- _Document section_
::::::::::

Supreme Court Ruling Won’t Impact Future Hospital Mergers

by webadmin on February 21, 2013

After the Supreme Court ruled this week against Phoebe Putney Health System, Inc.’s attempted $195-million acquisition of Palmyra Park Hospital, accepting the FTC’s anticompetitive challenge against the system, many healthcare executives might be wondering how the Court’s decision will impact future hospital mergers.

According to John Commins at HealthLeaders Media, it probably won’t have much of an affect at all.

If the Phoebe-Palmyra deal had gone through, the system would have controlled 85 percent of its region, Commins writes. In attempting to pull off the merger, “the FTC alleged that Phoebe Putney constructed an elaborate scheme that used the Hospital Authority of Albany-Dougherty County, Ga., as a ‘straw man’ to ‘cloak private, anticompetitive activity in governmental guise in the hopes that it would exempt the acquisition from federal antitrust law.’”

In two separate FTC appeals, a federal district judge and the 11th Circuit Court ruled in Phoebe Putney’s favor. However, Jay Levine, a healthcare antitrust specialist with Bradley Arant Boult Cummings LLP, said the Supreme Court primarily took issue with “the 11th circuit interpretation of foreseeability,” seeing it as “far too loose.”

Levine explains, “In that respect it could have broader implications. But most transactions among hospitals today are not done pursuant to any hospital authority, are really just private transactions so state action really isn’t applicable.”

::::::::::

- _Supplied data_

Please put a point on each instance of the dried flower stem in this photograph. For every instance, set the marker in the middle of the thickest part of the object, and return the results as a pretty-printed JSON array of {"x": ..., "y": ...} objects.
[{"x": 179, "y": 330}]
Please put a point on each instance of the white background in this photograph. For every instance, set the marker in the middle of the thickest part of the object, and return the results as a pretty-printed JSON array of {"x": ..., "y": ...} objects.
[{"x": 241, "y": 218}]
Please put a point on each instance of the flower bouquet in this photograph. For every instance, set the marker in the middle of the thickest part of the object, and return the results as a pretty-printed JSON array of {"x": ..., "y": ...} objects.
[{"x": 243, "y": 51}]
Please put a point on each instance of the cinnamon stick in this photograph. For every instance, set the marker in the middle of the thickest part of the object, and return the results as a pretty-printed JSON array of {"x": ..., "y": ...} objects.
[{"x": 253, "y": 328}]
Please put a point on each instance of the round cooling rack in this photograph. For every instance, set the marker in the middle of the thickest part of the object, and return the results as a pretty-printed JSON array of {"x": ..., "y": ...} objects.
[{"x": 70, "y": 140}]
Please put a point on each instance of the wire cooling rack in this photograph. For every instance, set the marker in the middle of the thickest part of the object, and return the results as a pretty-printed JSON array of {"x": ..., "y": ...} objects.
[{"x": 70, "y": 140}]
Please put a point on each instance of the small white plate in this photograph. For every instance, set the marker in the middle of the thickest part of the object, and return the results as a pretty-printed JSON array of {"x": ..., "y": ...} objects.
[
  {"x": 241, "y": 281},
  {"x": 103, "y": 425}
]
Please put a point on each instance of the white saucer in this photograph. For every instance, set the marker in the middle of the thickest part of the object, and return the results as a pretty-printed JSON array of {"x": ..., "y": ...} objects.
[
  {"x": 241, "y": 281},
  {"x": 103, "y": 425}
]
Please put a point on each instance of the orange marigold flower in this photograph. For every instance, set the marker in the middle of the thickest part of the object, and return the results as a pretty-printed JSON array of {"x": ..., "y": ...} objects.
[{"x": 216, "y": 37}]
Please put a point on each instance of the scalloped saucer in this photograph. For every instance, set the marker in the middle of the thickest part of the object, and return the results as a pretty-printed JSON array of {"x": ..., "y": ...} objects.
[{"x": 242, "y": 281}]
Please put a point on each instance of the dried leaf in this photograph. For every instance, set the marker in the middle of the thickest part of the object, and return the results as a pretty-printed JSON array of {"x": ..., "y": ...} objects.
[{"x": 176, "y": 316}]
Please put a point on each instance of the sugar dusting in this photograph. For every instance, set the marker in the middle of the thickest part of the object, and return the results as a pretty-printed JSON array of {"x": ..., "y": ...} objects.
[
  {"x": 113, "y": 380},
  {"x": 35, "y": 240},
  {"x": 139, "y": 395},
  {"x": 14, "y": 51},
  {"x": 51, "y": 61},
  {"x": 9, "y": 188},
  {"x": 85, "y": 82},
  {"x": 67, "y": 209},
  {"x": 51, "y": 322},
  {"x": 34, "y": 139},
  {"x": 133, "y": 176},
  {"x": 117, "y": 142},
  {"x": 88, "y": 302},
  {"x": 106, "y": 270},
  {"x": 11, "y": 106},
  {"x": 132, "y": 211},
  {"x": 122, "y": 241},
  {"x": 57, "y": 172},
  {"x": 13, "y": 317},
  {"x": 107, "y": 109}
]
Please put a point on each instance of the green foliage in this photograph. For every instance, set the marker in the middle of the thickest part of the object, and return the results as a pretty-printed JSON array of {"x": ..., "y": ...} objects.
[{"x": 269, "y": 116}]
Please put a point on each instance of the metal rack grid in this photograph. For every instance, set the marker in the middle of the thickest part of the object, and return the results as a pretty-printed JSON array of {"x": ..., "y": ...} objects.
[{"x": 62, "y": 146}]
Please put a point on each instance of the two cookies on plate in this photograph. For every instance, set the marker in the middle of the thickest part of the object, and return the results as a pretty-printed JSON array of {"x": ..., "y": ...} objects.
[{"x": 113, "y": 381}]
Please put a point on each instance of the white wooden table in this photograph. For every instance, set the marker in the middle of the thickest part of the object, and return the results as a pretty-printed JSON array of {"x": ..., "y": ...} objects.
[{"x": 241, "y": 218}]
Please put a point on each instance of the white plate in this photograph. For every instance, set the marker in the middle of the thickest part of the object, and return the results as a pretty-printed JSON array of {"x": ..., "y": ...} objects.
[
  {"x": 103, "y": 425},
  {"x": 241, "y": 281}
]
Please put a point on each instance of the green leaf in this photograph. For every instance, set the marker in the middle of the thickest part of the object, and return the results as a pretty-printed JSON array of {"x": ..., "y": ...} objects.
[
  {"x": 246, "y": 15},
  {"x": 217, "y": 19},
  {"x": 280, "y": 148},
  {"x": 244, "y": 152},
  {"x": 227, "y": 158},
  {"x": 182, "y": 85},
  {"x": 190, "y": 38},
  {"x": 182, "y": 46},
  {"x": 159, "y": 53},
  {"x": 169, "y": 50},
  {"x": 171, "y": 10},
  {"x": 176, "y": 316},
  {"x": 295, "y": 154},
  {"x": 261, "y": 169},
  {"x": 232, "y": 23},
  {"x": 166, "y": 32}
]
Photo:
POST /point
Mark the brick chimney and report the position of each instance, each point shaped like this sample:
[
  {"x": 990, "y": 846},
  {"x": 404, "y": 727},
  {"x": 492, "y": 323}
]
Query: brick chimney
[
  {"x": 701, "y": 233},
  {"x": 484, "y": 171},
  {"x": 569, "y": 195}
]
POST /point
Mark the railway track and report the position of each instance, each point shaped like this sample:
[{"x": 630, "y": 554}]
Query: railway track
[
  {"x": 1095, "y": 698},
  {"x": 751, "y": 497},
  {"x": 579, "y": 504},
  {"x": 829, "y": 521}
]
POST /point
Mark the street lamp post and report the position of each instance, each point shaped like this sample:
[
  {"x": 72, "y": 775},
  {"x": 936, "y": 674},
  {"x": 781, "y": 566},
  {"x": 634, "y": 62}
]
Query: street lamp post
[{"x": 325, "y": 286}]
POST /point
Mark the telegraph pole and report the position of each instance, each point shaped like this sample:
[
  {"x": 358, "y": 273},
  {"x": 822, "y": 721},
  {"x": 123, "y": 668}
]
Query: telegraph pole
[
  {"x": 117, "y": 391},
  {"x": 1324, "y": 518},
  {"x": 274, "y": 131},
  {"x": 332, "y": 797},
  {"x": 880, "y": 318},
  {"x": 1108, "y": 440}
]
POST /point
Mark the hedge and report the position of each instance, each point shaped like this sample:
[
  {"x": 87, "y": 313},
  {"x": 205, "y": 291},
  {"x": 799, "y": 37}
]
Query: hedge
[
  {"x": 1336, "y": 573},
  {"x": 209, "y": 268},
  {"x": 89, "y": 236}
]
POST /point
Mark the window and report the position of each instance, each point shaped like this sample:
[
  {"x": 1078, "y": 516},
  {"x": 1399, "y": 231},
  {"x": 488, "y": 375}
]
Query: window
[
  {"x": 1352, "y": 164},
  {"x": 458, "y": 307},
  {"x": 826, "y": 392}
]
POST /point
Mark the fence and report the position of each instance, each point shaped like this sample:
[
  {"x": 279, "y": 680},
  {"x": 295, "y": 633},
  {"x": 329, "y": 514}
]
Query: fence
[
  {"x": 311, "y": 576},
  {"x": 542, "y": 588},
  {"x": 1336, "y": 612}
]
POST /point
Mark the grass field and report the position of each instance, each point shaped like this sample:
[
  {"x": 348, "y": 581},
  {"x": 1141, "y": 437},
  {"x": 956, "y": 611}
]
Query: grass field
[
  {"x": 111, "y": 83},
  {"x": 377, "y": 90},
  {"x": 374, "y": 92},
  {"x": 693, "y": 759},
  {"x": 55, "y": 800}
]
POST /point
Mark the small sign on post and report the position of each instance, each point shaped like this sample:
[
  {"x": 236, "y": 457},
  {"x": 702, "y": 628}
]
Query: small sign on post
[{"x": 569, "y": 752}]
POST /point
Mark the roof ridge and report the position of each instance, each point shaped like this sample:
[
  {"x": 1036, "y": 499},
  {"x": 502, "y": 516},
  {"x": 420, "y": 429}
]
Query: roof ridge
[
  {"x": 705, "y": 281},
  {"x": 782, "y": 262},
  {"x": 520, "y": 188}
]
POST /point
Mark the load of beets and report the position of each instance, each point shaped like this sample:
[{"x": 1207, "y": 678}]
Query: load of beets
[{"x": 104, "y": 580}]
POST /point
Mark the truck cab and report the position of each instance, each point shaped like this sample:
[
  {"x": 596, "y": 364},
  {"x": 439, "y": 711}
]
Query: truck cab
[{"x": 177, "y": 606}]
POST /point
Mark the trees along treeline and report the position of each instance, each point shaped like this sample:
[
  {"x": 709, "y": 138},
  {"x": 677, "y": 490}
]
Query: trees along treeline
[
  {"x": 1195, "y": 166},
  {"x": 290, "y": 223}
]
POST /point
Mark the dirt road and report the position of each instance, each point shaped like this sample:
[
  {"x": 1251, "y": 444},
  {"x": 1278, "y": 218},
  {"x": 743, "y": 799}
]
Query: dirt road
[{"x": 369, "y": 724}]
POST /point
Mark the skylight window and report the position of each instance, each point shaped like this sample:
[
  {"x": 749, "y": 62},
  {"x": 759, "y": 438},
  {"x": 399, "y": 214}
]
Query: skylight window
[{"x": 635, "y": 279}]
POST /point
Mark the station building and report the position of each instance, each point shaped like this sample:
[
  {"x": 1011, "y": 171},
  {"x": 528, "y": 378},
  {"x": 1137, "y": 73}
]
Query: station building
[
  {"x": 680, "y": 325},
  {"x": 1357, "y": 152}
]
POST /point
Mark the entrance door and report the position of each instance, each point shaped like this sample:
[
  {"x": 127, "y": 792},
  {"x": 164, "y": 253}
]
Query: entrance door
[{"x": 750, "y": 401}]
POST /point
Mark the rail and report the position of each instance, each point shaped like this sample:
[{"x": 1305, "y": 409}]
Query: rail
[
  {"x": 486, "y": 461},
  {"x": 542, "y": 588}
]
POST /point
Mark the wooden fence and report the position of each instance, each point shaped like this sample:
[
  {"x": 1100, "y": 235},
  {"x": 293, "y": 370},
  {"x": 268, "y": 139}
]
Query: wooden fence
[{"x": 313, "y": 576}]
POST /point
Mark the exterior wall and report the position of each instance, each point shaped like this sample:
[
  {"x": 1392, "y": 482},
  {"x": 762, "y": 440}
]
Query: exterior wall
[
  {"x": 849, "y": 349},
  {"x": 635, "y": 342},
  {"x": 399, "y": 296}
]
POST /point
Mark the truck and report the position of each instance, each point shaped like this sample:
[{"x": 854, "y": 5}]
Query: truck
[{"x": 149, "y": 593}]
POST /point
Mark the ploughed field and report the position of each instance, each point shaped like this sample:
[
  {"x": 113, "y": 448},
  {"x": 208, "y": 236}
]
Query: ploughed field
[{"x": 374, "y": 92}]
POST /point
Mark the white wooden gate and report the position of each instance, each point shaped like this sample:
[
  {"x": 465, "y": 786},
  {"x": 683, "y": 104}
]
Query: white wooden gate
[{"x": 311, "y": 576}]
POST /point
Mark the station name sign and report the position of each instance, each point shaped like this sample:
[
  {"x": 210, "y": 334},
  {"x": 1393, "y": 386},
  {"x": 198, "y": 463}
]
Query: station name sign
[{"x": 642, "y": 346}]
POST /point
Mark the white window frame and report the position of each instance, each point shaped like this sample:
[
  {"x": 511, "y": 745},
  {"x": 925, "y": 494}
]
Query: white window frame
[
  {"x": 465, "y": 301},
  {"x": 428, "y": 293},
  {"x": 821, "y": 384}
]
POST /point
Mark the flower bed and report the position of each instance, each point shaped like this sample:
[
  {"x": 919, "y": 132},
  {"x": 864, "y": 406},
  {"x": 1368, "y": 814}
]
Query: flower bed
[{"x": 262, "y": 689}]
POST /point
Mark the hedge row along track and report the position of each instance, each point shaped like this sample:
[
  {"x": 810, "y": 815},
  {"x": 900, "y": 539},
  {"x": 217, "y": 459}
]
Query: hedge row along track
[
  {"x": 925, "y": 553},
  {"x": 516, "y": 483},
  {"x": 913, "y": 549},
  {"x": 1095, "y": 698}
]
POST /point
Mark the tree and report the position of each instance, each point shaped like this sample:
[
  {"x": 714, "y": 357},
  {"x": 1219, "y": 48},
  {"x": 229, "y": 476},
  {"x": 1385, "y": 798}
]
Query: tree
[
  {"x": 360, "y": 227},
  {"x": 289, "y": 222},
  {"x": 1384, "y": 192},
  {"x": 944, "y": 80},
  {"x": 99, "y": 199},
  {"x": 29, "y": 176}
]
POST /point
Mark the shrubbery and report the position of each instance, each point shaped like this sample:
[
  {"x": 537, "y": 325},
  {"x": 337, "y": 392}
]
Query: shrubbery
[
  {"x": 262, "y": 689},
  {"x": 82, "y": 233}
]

::::::::::

- _Task item 1_
Decide whether each statement below agrees with the hospital merger article, and answer yes or no with the article's deciding words quoted exactly: (a) the Supreme Court ruled in Phoebe Putney's favor; (b) had the deal gone through, the system would have controlled 85 percent of its region; (c) Levine said most hospital transactions today are carried out pursuant to a hospital authority.
- _Task item 2_
Condense the paragraph of the hospital merger article that begins "In two separate FTC appeals" into a shorter version that keeps its main facts.
- _Task item 3_
Extend the hospital merger article past its final sentence.

- _Exercise answer 1_
(a) No: "the Supreme Court ruled this week against Phoebe Putney Health System, Inc.’s attempted $195-million acquisition of Palmyra Park Hospital"
(b) Yes: "the system would have controlled 85 percent of its region"
(c) No: "most transactions among hospitals today are not done pursuant to any hospital authority"

- _Exercise answer 2_
A federal district judge and the 11th Circuit Court both ruled for Phoebe Putney in two FTC appeals. Jay Levine, a healthcare antitrust specialist with Bradley Arant Boult Cummings LLP, said the Supreme Court objected mainly to the 11th Circuit's interpretation of foreseeability, which it saw as "far too loose."

- _Exercise answer 3_
Levin does believe, Commins explains, that state policies encouraging integration and formation of collaboratives under the PPACA might be reexamined thanks to this ruling, “because if you are different practice groups or you are a (Physician Hospital Organization) and you want to do something because a state authorizes us to get together to create this sort of network, then if you are going to try to avoid antitrust scrutiny by pointing to that state mandate and saying there is a clear articulation of state policy to displace competition, you are going to have to prove that your conduct was a foreseeable result of that state mandate and that now that foreseeability standard is not as loose.”

What is your opinion of the Supreme Court’s ruling in the Phoebe Putney case? Do you agree or disagree with the decision? As executives, do you agree that it won’t have much of an impact on future hospital mergers?